> _DOCUMENT TEXT_:
Leave a place for future compatibility with other databases

jieguangzhou · 2023-12-11T13:57:47Z

superduperdb/backends/ibis/utils.py

+def get_output_table_name(model_identifier, version):
+    """Get the output table name for the given model."""
+    # use `_` to connect the model_identifier and version
+    return f'_outputs_{model_identifier}_{version}'


some databases do not support using "/" in table name

Can we do __ ("_" * 2)? This may be needed for some kind of name analysis.

Yes, we can, but it doesn’t seem to make much sense.

Because we only need to mark the model text between the first _ and the last _, unless it is changed to a more general symbol to be compatible with more data sets.

A more elegant way is to provide a method in the future to handle the table name processing function of a specific database, so we support a lot of databases, and different databases may have different restrictions.

WDYT？

@blythed @jieguangzhou
should we have a helper function in databackend to create table name?

so for mongodb

def build_table_name(key, model): return f'{model}/{key}/{model}' for ibis def build_table_name: return compatible name

I think we need a db helper to adapt the different databases in the future.
But now we have to change a lot of stuff about the query because some methods will build table_name, but the methods in the query do not get the db parameter, WDYT?

jieguangzhou · 2023-12-11T13:58:51Z

superduperdb/backends/sqlalchemy/db_helper.py

+def get_db_config(dialect):
+    if dialect == 'clickhouse':
+        return create_clickhouse_config()

> _LISTED RECORDS_:
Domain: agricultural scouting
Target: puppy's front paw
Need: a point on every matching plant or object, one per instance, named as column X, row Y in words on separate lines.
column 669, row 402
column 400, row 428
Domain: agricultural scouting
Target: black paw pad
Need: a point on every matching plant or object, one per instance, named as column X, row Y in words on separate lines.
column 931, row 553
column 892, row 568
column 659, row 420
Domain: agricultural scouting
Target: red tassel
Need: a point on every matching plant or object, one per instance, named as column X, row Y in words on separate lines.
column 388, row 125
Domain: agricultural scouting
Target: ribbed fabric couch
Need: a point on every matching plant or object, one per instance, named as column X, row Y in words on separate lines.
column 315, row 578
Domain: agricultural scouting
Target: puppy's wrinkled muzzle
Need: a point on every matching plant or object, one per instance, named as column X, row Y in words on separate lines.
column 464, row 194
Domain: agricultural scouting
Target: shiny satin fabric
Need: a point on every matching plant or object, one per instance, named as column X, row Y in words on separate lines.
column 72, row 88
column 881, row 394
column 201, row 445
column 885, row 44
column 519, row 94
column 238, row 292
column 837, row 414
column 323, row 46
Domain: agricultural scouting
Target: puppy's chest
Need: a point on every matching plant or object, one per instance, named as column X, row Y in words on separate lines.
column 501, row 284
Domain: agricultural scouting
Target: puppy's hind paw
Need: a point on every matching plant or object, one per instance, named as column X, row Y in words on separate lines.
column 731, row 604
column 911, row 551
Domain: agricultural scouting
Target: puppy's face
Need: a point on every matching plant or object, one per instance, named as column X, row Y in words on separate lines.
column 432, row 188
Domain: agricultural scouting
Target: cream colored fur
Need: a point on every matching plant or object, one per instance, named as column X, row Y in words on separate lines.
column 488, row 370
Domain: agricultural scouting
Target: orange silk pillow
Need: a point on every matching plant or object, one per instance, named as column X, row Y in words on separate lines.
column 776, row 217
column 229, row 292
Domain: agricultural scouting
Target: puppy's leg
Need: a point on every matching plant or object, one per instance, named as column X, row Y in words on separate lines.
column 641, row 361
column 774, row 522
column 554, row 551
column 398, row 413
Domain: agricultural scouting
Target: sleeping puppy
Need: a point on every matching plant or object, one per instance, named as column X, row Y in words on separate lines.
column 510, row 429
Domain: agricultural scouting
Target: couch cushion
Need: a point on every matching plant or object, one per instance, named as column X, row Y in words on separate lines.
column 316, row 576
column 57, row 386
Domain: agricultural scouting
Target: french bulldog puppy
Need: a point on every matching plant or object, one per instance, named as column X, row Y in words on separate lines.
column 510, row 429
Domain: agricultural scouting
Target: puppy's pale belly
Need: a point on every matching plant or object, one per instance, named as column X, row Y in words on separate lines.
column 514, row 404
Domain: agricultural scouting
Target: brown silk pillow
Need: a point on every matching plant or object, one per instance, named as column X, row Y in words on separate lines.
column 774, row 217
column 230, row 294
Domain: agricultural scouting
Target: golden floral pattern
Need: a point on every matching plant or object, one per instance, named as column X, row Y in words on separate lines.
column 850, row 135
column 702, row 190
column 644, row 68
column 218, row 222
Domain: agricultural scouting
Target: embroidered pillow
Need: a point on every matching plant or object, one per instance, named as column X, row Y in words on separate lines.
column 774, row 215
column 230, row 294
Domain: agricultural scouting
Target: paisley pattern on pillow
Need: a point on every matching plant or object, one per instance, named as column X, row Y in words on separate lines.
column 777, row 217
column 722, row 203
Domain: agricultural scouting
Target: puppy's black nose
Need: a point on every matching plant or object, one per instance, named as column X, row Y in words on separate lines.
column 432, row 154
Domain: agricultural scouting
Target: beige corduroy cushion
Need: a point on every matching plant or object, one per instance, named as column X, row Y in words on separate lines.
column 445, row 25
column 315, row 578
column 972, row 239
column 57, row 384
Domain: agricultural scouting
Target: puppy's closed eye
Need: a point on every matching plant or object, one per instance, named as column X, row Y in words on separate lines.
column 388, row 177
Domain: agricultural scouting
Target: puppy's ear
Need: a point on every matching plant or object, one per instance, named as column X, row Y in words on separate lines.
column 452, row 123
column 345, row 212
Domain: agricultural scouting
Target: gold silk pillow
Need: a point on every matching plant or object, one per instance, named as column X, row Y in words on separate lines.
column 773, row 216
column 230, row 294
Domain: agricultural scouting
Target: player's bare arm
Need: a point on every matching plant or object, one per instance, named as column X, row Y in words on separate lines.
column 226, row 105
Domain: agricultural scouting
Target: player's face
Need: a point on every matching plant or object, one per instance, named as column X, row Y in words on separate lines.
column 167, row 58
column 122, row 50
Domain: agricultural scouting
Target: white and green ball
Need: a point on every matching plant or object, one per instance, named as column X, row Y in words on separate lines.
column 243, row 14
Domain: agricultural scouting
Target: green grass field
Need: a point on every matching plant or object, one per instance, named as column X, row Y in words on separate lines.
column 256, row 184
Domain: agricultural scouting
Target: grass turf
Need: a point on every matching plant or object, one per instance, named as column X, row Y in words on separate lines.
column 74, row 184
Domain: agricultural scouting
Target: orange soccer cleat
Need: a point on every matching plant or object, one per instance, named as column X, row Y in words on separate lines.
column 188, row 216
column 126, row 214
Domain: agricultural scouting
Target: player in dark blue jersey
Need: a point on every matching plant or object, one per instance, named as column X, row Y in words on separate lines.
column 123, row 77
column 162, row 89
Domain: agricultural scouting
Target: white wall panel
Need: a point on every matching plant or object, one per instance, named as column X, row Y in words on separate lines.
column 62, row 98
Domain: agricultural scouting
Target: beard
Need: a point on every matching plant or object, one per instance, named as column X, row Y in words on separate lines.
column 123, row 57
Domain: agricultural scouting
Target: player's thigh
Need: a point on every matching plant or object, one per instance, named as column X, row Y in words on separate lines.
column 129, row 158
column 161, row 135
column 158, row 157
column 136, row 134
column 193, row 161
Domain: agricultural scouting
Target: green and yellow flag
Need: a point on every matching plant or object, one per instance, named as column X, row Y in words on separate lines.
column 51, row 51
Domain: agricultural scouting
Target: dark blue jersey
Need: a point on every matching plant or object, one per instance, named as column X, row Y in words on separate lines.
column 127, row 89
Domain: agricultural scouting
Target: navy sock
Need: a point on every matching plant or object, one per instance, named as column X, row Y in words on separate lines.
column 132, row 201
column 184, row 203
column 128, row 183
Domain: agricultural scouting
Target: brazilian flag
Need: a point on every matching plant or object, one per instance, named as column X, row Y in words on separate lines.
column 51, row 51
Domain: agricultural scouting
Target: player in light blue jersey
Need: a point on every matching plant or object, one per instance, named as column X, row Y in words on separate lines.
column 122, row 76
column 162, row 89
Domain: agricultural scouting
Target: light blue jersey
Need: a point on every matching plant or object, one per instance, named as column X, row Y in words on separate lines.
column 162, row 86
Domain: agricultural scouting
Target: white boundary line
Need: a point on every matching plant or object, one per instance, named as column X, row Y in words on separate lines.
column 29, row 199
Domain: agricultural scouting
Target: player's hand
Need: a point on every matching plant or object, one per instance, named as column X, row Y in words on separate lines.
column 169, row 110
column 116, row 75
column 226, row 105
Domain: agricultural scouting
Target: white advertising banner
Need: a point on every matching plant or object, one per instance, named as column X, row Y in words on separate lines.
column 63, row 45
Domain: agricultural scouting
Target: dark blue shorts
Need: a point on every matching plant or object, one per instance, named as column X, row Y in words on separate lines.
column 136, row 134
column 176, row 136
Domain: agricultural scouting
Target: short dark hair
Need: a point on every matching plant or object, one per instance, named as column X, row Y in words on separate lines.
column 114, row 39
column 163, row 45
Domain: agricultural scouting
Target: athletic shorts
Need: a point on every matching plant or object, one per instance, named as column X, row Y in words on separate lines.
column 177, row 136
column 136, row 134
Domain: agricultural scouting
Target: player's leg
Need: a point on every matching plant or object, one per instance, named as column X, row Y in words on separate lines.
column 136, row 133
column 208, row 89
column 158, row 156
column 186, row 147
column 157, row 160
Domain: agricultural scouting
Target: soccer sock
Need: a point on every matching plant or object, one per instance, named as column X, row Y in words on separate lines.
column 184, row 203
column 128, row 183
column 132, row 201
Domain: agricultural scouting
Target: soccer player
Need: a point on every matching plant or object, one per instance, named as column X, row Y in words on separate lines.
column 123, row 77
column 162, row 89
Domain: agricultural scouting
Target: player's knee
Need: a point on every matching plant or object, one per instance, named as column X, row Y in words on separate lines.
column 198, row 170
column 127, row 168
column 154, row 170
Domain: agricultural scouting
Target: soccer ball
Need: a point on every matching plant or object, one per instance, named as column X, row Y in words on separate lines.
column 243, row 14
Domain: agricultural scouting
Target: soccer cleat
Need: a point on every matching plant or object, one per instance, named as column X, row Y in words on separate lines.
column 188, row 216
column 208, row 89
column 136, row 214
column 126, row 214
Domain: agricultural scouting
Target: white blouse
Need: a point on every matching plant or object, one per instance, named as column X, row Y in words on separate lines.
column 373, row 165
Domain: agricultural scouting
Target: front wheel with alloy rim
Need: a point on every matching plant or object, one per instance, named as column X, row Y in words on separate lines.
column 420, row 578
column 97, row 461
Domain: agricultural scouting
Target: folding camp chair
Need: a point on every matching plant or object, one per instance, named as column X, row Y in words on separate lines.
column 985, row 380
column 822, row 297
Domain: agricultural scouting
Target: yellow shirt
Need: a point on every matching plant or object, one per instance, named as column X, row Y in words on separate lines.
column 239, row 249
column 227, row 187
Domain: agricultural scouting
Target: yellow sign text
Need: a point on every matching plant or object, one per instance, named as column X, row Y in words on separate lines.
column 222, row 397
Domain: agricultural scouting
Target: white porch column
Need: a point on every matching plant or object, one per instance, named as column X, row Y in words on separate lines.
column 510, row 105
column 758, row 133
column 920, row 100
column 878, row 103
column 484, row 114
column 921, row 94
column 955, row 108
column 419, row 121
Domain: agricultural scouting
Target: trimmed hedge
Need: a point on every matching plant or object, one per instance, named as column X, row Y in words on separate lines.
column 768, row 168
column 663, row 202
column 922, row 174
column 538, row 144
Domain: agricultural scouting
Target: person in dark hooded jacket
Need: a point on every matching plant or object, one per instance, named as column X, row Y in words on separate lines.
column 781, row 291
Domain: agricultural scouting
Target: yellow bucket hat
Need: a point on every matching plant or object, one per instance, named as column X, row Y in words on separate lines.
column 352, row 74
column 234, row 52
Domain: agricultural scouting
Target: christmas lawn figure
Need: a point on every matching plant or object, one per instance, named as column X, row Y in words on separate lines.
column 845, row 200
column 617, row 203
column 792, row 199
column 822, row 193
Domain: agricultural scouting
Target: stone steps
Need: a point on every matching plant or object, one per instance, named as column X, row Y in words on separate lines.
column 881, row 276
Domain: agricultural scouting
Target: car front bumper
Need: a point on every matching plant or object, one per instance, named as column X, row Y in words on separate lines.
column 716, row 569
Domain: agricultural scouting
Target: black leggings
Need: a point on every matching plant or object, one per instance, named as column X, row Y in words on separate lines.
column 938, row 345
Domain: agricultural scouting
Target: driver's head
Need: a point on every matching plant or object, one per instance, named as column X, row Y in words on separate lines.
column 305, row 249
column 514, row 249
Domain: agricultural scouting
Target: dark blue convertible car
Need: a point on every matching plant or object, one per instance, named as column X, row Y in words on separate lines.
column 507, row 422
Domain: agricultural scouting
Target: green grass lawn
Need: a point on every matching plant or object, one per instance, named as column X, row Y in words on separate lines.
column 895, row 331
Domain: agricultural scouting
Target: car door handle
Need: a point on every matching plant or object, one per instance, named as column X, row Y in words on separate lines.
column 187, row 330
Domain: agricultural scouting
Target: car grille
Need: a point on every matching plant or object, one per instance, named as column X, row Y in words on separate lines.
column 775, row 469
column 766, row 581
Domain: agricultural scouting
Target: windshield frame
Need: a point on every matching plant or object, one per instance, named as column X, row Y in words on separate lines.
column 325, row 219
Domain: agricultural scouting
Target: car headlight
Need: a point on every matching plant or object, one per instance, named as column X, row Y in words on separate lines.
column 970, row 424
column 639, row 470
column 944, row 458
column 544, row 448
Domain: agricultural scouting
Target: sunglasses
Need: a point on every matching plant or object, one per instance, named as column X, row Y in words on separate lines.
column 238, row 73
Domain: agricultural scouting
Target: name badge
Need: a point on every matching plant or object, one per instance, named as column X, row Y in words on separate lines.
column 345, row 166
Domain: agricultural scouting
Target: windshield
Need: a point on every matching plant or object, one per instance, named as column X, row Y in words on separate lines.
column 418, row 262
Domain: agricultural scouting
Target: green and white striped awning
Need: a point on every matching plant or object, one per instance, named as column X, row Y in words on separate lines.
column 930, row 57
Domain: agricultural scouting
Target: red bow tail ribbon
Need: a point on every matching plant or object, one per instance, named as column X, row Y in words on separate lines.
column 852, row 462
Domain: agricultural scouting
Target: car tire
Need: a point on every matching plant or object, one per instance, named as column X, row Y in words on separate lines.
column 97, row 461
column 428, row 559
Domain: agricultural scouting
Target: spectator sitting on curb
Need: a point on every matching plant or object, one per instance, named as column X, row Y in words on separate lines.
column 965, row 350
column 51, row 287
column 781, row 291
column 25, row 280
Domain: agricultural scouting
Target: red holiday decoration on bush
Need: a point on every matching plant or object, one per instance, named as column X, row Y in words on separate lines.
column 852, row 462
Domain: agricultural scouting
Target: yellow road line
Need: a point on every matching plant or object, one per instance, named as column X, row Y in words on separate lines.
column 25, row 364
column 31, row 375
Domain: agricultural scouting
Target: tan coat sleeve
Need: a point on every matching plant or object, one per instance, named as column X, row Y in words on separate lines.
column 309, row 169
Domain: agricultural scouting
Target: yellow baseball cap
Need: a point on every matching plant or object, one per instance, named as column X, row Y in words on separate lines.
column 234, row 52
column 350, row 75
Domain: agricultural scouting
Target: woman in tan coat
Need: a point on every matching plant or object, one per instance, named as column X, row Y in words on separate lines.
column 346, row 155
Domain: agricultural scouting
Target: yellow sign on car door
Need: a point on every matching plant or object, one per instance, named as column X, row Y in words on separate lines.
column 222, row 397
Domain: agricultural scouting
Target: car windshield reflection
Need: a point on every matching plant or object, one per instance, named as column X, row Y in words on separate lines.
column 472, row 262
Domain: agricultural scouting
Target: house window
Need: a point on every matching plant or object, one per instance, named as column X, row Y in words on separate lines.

> _WORK TO DO_:
1) Give every function name that appears in the code review thread, each once.
2) Find every line of the records that contains the string "pillow" and copy each of those lines. Case counts.

> _RESPONSES TO THE EXERCISE_:
1)
get_output_table_name
build_table_name
get_db_config
create_clickhouse_config

2)
Target: orange silk pillow
Target: brown silk pillow
Target: embroidered pillow
Target: paisley pattern on pillow
Target: gold silk pillow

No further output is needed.